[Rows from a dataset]

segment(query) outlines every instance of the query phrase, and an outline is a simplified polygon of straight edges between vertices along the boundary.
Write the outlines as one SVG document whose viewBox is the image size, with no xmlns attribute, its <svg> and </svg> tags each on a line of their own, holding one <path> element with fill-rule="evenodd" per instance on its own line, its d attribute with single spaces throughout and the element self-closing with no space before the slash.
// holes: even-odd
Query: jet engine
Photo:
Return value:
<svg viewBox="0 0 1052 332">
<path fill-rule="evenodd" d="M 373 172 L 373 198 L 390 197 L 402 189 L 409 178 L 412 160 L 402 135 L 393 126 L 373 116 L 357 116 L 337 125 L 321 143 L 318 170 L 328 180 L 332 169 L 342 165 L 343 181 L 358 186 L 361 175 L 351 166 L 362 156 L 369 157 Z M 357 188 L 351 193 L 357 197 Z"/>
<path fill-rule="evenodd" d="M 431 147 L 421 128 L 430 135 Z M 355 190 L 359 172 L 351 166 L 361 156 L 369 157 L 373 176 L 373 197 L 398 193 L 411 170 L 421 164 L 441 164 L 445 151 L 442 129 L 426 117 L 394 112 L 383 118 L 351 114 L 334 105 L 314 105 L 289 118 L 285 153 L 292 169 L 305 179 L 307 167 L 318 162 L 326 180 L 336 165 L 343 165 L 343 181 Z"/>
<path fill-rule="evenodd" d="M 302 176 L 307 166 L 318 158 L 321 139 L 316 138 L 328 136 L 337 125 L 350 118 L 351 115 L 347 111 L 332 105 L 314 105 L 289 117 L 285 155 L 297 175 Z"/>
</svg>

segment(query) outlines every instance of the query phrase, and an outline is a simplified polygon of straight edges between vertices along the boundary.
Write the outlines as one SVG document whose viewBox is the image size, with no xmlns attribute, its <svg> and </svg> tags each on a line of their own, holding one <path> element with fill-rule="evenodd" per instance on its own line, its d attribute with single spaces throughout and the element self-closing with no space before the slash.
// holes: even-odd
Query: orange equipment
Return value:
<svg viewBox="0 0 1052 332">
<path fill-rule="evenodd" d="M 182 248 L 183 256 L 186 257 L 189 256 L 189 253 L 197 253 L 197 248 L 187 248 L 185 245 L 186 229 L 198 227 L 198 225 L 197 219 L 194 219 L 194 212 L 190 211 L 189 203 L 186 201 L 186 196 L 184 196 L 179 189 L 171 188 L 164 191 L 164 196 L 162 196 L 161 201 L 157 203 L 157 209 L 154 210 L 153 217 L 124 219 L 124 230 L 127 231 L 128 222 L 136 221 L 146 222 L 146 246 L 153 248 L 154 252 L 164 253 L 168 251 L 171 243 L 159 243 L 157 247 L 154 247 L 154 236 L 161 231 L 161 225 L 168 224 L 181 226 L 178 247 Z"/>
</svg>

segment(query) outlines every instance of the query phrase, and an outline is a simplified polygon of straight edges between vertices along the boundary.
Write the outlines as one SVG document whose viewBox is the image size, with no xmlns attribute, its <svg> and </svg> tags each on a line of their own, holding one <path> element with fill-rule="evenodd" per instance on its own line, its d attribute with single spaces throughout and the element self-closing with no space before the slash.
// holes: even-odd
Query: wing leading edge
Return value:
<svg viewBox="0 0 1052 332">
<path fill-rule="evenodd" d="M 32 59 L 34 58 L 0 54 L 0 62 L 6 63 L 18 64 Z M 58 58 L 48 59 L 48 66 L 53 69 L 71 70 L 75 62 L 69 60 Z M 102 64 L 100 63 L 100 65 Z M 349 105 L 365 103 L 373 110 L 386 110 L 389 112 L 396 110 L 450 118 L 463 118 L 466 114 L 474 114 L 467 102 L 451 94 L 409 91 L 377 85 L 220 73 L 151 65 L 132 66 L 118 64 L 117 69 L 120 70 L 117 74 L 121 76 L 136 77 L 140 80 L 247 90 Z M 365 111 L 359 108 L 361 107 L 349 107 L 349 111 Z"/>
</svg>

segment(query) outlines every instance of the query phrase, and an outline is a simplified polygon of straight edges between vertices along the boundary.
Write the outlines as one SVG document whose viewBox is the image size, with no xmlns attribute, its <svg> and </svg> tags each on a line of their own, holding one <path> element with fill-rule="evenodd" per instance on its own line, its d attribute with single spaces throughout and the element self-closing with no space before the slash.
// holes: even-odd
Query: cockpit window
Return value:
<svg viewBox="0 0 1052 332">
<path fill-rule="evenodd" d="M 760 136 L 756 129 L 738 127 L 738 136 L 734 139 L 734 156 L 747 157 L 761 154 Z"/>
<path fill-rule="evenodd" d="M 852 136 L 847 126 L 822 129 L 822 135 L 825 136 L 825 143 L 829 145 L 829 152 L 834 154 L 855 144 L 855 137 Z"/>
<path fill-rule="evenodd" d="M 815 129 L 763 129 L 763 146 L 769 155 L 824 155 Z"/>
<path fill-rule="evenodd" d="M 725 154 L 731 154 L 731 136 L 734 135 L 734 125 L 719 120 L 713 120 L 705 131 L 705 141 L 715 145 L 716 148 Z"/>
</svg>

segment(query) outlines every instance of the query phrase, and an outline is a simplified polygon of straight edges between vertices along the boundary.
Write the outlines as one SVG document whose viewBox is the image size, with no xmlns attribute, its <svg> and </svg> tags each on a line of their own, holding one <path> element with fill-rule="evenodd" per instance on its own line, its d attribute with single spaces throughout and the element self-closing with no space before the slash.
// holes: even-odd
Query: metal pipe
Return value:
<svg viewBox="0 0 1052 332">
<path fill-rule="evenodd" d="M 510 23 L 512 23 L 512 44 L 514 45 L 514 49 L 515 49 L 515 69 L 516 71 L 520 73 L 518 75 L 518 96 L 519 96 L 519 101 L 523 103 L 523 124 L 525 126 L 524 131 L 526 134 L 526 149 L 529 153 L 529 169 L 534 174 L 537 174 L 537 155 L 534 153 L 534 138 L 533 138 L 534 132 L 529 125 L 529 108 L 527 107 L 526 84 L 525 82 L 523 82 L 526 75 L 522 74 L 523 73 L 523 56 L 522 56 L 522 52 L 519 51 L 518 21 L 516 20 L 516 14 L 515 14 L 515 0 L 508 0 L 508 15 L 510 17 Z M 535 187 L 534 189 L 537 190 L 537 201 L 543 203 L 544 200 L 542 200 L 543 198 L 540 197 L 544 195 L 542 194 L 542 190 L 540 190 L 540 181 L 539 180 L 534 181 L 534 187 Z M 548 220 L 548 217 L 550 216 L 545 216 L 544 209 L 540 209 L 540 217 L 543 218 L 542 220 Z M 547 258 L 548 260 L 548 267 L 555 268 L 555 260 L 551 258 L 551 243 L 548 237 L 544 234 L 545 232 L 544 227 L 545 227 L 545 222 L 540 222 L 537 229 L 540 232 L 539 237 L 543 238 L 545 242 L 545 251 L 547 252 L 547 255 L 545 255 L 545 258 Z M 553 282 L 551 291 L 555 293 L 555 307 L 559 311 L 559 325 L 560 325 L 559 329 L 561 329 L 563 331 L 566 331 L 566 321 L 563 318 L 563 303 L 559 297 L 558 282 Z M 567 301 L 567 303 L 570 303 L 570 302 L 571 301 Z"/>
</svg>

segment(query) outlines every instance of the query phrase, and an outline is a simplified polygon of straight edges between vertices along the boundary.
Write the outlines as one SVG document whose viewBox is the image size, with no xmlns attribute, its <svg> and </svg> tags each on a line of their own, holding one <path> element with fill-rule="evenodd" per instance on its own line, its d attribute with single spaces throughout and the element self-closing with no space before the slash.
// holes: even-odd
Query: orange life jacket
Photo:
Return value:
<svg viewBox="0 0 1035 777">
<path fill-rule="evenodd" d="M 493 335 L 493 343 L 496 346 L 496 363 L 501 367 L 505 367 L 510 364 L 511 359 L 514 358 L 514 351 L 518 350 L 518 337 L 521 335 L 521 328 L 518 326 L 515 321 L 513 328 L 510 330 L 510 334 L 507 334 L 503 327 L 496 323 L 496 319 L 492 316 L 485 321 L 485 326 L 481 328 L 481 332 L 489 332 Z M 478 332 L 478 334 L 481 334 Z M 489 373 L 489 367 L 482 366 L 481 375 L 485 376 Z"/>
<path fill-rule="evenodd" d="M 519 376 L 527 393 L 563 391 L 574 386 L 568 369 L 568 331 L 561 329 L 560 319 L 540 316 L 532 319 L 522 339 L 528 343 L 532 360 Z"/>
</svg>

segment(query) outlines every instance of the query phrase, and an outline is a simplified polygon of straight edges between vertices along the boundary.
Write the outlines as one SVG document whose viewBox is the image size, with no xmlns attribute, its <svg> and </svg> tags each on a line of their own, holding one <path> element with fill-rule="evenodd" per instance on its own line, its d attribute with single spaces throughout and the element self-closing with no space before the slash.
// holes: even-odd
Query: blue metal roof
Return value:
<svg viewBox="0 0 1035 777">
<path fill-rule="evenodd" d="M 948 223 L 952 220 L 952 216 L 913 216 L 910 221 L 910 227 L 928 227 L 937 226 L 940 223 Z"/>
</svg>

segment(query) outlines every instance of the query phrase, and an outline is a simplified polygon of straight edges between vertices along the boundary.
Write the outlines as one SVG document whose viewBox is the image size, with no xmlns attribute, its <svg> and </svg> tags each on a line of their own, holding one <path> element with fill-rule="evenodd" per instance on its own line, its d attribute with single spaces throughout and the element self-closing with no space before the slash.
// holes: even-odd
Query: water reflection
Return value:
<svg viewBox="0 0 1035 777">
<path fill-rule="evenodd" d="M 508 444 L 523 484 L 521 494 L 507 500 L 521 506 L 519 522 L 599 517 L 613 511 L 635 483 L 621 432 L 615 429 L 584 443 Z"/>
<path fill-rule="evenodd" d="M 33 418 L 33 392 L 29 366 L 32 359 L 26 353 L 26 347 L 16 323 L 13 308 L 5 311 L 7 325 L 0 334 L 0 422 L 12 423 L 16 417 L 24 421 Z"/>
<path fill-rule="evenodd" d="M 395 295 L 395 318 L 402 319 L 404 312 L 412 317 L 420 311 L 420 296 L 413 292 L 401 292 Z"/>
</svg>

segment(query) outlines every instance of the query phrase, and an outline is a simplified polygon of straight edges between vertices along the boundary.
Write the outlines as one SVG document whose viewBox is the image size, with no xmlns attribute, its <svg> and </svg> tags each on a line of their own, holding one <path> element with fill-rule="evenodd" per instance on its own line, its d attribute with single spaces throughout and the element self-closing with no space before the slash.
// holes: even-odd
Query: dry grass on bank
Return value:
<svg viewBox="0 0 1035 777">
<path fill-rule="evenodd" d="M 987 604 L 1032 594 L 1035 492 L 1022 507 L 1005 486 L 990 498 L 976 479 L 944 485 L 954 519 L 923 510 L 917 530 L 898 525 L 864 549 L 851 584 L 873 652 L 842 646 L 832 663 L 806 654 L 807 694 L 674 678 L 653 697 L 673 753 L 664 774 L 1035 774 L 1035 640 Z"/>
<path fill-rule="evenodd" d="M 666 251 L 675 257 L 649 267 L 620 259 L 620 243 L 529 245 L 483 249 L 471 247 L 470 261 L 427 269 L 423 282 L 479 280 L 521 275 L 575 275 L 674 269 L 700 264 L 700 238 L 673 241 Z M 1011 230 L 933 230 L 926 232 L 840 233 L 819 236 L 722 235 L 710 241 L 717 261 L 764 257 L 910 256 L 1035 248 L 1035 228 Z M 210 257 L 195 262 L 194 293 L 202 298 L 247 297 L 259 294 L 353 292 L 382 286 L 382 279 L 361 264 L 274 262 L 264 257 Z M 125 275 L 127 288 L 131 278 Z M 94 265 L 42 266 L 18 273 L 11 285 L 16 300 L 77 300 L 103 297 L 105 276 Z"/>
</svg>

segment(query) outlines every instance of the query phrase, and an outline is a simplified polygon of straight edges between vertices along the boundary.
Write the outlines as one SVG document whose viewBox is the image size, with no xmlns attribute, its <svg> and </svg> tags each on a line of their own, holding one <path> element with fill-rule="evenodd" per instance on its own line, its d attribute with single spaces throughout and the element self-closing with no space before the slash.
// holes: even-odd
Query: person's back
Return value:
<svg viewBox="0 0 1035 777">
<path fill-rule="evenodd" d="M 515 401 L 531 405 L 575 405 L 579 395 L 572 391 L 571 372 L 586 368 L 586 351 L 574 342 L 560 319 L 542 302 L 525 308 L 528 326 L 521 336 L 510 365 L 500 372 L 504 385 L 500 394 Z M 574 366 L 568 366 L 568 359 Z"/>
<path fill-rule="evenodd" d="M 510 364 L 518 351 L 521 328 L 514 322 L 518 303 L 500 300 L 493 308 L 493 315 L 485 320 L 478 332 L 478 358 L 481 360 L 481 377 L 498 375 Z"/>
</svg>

■ Given task ■
Count the lines in the rows above that contain the word "metal" and give only that number.

■ Expected answer ■
2